# Lucky me



## jnott5 (Oct 9, 2012)

Hi.... recently diagnosed with Graves Disease (Aug 25th) and found this site and so thankful for all the people who share their stories, advice , fears....good to know I am not alone... Went to primary for heart palpitations (52 year old active male) and they took blood...called few days later with diagnosis and script to see Endo...on beta blockers etc.. went to Endo who discussed the options and decided to start on 10 mg/day of Methimazole. Also had the RAIU which showed 56% after 24 hours and a normal ultrasound. I have been on the Methamazole three weeks when I got a sore throat this Sunday into Monday (yesterday) and feared the worse...ended up getting blood work that was normal so I am ok to continue with treatment... Just came here to ramble a bit and get things off my chest. It is more difficult to have your family understand some of the things that I am going through. My primary told my wife that when he first saw the results that I must have been feeling really horrible and just not letting on. However, other than the heart palpitations I felt great. Since then I have had some rough days/moments... sometimes it feels like my body is racing inside.. sleep issues..weight loss (12 pounds in two weeks). This is a very bizarre disease in terms of the different ways I can feel at different times. I play a lot of competive golf and I played a 27 hole (big money) tournament three days after starting my medicine. I don't know how I even played with the tremors I had and how sick I felt. I am more mad than anyhting right now. Thanks for listening.

TSH .01 (.4 - 4.5)
T4 Free 3.1 (.8 - 1.8)


----------



## webster2 (May 19, 2011)

Welcome! You have found the correct community for suppport and help. It is a very bizarre disease, and those that don't have it, don't quite understand even if they try! My poor husband went through the mill with me. All good now!

I wish you all the best. Did the endo suggest a treatment plan? Hang in there, it does get better!


----------



## jnott5 (Oct 9, 2012)

Yes...my Endo has me on 10mg a day. I go back in January with new blood work. Hopefully can start leveling off my hyper. Also satying on the beta blocker for now. Does help with the racing heart. Thanks


----------



## Lovlkn (Dec 20, 2009)

jnott5 said:


> Yes...my Endo has me on 10mg a day. I go back in January with new blood work. Hopefully can start leveling off my hyper. Also satying on the beta blocker for now. Does help with the racing heart. Thanks


Start looking for a new doctor. You need to be tested every 4 weeks until your levels are normal and stable.

▶ _Dataset extract_
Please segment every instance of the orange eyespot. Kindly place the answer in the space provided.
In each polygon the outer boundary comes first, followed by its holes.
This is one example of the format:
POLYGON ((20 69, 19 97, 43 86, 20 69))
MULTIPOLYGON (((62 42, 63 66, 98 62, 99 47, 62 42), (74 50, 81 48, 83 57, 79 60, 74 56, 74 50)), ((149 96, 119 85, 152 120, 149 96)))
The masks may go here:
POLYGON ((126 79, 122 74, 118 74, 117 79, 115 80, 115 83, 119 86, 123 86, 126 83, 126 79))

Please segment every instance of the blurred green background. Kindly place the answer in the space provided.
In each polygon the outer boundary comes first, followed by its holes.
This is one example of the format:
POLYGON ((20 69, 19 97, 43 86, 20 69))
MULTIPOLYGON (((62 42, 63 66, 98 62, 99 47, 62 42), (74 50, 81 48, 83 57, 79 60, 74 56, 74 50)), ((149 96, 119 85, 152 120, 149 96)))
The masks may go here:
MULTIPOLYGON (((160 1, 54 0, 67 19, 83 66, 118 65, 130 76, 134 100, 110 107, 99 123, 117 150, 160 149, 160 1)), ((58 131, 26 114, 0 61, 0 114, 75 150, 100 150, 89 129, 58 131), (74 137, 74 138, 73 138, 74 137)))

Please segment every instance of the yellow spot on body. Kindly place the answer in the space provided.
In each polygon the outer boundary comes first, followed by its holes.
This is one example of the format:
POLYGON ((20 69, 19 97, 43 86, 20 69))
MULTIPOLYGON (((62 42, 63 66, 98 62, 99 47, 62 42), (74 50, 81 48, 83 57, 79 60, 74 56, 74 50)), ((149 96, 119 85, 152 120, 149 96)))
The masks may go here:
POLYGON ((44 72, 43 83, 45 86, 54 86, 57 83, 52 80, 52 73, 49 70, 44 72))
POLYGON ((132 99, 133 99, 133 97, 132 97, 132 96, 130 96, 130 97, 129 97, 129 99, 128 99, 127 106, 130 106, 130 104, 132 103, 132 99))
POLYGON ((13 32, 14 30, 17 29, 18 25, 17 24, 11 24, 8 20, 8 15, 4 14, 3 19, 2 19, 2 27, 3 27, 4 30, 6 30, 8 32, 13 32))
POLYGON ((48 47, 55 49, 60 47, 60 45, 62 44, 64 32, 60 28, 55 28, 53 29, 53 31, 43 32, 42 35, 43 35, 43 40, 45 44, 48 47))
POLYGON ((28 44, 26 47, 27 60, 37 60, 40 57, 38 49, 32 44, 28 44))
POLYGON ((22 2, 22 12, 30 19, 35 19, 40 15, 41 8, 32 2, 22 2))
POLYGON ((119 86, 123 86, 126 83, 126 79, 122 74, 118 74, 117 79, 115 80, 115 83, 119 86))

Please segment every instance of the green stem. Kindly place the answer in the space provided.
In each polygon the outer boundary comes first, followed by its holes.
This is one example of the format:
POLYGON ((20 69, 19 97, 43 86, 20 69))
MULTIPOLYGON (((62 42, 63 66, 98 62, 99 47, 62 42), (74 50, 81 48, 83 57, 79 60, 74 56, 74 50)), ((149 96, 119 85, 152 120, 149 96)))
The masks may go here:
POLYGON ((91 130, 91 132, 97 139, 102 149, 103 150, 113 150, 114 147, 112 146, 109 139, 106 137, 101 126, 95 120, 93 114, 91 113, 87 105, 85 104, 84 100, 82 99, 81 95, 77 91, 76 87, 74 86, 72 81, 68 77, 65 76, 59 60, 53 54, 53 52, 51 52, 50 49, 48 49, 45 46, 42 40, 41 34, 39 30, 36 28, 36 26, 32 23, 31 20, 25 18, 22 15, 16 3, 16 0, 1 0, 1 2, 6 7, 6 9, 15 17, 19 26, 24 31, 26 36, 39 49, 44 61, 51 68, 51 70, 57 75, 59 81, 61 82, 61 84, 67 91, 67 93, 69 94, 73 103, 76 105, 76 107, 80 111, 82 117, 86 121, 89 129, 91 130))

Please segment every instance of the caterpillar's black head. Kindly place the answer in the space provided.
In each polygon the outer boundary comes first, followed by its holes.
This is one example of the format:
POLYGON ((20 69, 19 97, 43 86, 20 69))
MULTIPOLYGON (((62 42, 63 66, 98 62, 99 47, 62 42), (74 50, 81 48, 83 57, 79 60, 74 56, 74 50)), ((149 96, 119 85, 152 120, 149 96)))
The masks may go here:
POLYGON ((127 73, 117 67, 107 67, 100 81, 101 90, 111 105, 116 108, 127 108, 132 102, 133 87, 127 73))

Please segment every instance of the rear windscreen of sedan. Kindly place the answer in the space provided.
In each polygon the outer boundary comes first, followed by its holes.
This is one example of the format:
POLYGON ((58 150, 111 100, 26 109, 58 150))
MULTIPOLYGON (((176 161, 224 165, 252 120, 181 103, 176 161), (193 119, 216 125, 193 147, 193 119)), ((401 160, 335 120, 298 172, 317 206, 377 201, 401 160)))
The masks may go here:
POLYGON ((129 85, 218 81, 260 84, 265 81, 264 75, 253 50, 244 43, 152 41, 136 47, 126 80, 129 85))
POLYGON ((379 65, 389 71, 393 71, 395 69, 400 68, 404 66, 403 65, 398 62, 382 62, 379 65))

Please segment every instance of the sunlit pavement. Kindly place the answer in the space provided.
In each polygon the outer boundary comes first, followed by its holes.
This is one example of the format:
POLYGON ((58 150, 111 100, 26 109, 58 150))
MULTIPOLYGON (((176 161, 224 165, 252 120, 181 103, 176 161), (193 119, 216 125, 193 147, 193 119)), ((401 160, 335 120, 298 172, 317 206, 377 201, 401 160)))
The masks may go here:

▶ _Work to complete_
(a) In the Graves disease thread, what did the RAIU show after 24 hours?
(b) Carry on the Graves disease forum thread from its last post.
The items come from a different source than the thread.

▶ _Exercise results_
(a) 56%

(b)
You will likely need dose reductions along the way.

You need to insist that they run FT-4 and FT-3 on you every time and ONLY dose from those. Your TSH is not a reliable test and mainly diagnostic although most doctors do use it to dose from.

Some people never stabilize - I never did and after 4.5 years of monthly lab's I gave up and had my thyroid removed. Knowing what I know today I would have given it 18 months and then had it removed.

I'm no doctor - I've lived it and speak only from experience.


----------



## webster2 (May 19, 2011)

Oh yeah, January is too long to wait, and too many things could change between now & then.


----------



## Andros (Aug 26, 2009)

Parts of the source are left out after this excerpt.